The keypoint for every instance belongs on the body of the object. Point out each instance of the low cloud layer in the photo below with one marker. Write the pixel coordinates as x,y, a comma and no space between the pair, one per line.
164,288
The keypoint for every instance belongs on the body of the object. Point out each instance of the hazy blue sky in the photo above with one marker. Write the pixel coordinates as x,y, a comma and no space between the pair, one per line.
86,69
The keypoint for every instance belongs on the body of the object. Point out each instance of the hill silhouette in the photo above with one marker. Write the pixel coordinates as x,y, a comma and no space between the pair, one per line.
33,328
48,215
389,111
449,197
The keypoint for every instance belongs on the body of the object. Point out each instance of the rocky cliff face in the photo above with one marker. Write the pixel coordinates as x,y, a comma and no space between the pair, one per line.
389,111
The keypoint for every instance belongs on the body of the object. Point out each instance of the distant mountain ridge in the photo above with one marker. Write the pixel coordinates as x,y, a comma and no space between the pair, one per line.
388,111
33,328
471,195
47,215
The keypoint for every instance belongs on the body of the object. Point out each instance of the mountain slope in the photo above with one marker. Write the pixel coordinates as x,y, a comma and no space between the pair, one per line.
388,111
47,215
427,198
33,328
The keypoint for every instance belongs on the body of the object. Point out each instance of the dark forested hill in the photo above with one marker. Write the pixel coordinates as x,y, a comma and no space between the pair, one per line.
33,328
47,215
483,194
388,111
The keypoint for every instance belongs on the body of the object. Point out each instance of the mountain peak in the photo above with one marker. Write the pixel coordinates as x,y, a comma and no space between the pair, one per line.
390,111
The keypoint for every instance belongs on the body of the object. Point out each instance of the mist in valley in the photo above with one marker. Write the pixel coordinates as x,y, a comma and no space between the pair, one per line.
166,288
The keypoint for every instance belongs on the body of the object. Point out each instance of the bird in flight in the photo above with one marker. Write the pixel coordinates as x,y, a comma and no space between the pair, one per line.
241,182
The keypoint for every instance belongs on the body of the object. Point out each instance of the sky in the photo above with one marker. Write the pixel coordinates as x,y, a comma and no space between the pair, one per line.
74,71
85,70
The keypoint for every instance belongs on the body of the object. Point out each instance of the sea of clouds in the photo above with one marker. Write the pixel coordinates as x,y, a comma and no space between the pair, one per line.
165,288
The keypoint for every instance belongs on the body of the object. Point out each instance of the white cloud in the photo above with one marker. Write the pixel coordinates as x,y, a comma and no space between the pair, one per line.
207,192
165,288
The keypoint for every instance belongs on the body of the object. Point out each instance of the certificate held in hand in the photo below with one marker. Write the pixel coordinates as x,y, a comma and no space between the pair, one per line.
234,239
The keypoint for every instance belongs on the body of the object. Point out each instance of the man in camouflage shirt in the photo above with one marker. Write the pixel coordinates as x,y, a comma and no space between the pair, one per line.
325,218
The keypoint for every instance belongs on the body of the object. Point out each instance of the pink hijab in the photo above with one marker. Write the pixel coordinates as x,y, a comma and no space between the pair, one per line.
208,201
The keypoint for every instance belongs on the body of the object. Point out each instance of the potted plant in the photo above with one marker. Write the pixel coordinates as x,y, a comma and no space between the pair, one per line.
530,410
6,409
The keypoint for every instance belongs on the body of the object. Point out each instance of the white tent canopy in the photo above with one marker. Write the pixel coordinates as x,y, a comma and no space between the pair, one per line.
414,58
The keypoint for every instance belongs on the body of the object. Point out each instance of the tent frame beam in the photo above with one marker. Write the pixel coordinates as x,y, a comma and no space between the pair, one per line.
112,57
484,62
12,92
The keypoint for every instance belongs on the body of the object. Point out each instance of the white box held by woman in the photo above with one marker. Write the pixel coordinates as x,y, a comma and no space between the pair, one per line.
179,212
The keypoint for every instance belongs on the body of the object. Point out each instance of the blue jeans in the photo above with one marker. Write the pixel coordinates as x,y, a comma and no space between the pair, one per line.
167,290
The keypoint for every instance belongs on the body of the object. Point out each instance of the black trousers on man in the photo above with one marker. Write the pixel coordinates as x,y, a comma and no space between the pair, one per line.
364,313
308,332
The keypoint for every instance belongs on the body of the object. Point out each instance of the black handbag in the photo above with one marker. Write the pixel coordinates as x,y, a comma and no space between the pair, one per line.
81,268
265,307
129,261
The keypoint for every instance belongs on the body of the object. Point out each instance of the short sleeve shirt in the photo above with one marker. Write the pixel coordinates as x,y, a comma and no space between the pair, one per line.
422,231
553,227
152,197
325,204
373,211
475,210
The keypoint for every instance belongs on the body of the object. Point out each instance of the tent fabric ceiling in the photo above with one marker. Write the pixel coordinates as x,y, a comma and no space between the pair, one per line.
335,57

- - -

_WORK TO COMPLETE_
Down to the last line, repeat the data exactly.

_RESULT OF THIS EXERCISE_
The keypoint for every instance belongs on the body of the object. Point out each instance of the low cloud layer in the photo below with one marker. Write the pixel coordinates as x,y, a comma and no space between the pair, one per line.
164,288
The keypoint for every instance belongs on the body of the object. Point out each instance of the hazy blue sky in the photo above with one marker. Write the pixel coordinates as x,y, a comma and no space between the pair, one per line.
86,69
The keypoint for every instance belongs on the body of the object. Point out each instance of the hill silhouette in the photo above with one marker. Write the pixel coordinates as x,y, a comma and no space between the pair, one per line.
33,328
48,215
389,111
449,197
The keypoint for every instance belongs on the body of the object. Point out each instance of the rocky cliff face in the photo above with one marker. Write the pixel coordinates as x,y, a comma and no space between the pair, one per line.
389,111
The keypoint for every instance belongs on the body of the object. Point out each instance of the distant mountain ridge in the photo above with one marker. Write the pixel coordinates as x,y, a comma and no space between the pair, one per line.
388,111
33,328
471,195
47,215
The keypoint for every instance belongs on the body of the object. Point out each instance of the mountain slope in the photo above with one marker. Write the pixel coordinates as x,y, a comma and no space between the pair, one per line.
388,111
47,215
427,198
33,328
The keypoint for every instance belongs on the body of the object. Point out each instance of the dark forested hill in the photo above with one marker. Write the pixel coordinates as x,y, a comma and no space between the pair, one per line.
33,328
47,215
483,194
388,111
The keypoint for every instance belongs on the body of the object. Point out each instance of the mountain peak in the photo above with one marker. Write the pixel coordinates as x,y, a comma and no space between the pair, one per line.
390,111
The keypoint for every instance belongs on the body of the object. Point out each instance of the mist in valley in the photo above with one marker. Write the pixel coordinates as x,y, a comma and no space between the pair, one per line.
166,288
The keypoint for every instance belongs on the body of the object. Point out each instance of the bird in flight in the photo above with one marker. Write the pixel coordinates as x,y, a comma and no space between the pair, one per line.
241,182
The keypoint for every instance belongs on the body of the object. Point out each instance of the sky in the photo above with one marker. Write the pixel coordinates as x,y, a comma and no space between the pair, one per line.
74,71
85,70
The keypoint for every instance belongs on the body of the object. Point out each instance of the sea of clouds in the photo above with one marker. Write the pixel coordinates as x,y, a comma and no space between the pair, one per line.
165,288
The keypoint for every instance belongs on the body of the object. Point out each instance of the white cloud in the photo above with one marker. Write the pixel coordinates as x,y, a comma and no space between the pair, one per line.
207,192
165,288
The keypoint for every instance belongs on the body of the object. Point out each instance of the certificate held in hand in the photo below with one marker. Write the pixel coordinates as x,y, a comma and no space between the pair, one per line.
234,239
The keypoint for every instance belongs on the body of the object. Point out each instance of the man in camouflage shirt in the photo above with one marker. Write the pixel coordinates as x,y, a comma and no space between the pair, one per line.
325,218
The keypoint for every instance belongs on the body of the object. Point out each instance of the pink hijab in the photo above with one marker. Write the pixel coordinates as x,y, a comma and no space between the pair, one per line.
208,201
The keypoint for every instance belongs on the body of the object. Point out each instance of the potted plant in the photo above with one marker. Write the pixel coordinates as x,y, a comma and no space between the pair, one per line.
530,410
6,409
The keypoint for every instance belongs on the body of the object. Point out each instance of the white tent canopy in the photo above with one marker. Write the pixel coordinates as x,y, a comma and no space between the pair, one per line.
414,58
The keypoint for every instance belongs on the body of the object. Point out each instance of the tent frame beam in the photo above with one marker. Write the pixel coordinates as x,y, a comma and no space between the pair, one per line.
112,57
484,62
12,92
The keypoint for every instance belongs on the body of the object. Point out each instance of the white box held by woman in the photo above with one marker. Write the pixel coordinates as x,y, a comma and no space between the pair, one per line.
179,212
The keypoint for every instance belongs on the body of the object. Point out each instance of the blue jeans in the photo above with one marker. Write the pixel coordinates as x,y, a comma and no space between the pair, one per line.
167,290
The keypoint for every instance belongs on the body of the object. Point out each instance of the black trousers on man in the photo above with one marker. Write the pixel coordinates as x,y, a comma and no space between the pair, one per line.
364,313
308,332
The keypoint for every instance belongs on the body of the object. Point out each instance of the black handbag in the photo above with one marker. Write the pixel coordinates as x,y, a comma and no space between the pair, one per line.
81,268
265,307
129,261
The keypoint for every instance belongs on the body of the object. Point out each instance of the short sleeve shirt in the photo above with one marker. Write the pixel coordinates as x,y, a comma and no space between the pair, one per line.
422,231
553,227
152,197
325,204
373,211
475,210
The keypoint for every instance belongs on the body of the object. Point out each instance of the tent fabric ceiling in the photo above with one marker. Write the pixel coordinates as x,y, a comma and no space between the pair, one per line.
335,57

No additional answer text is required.